Begin

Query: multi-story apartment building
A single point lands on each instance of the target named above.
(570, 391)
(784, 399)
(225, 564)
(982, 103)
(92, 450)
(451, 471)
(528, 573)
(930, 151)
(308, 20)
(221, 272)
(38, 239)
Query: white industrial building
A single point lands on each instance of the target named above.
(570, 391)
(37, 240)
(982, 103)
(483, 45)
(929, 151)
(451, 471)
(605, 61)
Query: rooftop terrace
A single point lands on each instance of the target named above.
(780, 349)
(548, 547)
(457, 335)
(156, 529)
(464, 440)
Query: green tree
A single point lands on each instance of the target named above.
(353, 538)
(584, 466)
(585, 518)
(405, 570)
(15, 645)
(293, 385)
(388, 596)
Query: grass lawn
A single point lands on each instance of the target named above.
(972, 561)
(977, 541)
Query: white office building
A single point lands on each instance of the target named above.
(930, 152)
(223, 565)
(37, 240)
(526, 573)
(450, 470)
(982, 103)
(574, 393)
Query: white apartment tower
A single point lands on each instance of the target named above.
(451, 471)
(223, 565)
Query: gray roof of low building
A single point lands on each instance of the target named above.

End
Begin

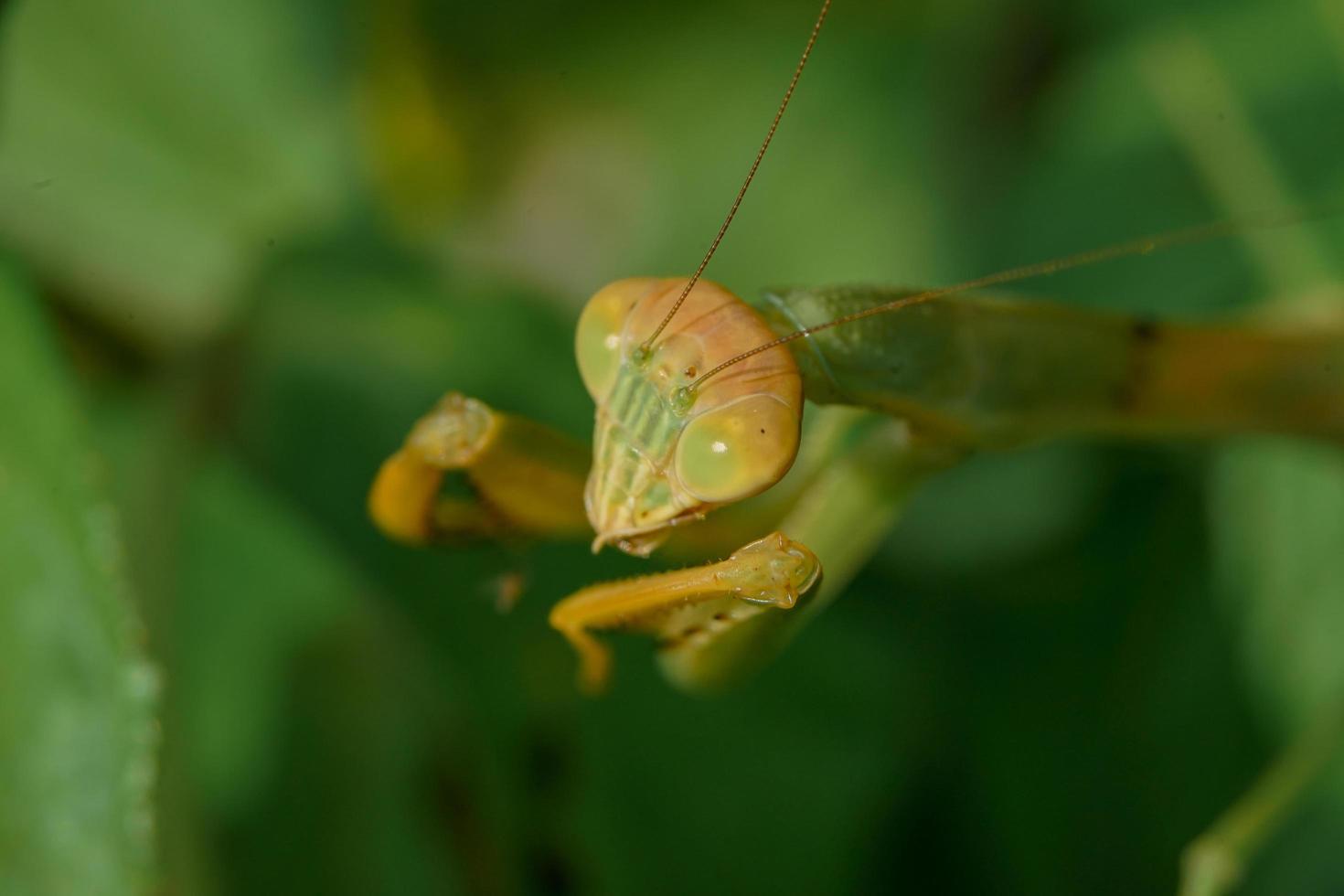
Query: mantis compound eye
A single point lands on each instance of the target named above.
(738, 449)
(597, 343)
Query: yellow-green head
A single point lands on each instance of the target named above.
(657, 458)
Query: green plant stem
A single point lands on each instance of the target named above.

End

Count the lines above that contain the word "white", treating uppercase and lowercase as different. Give only the number.

3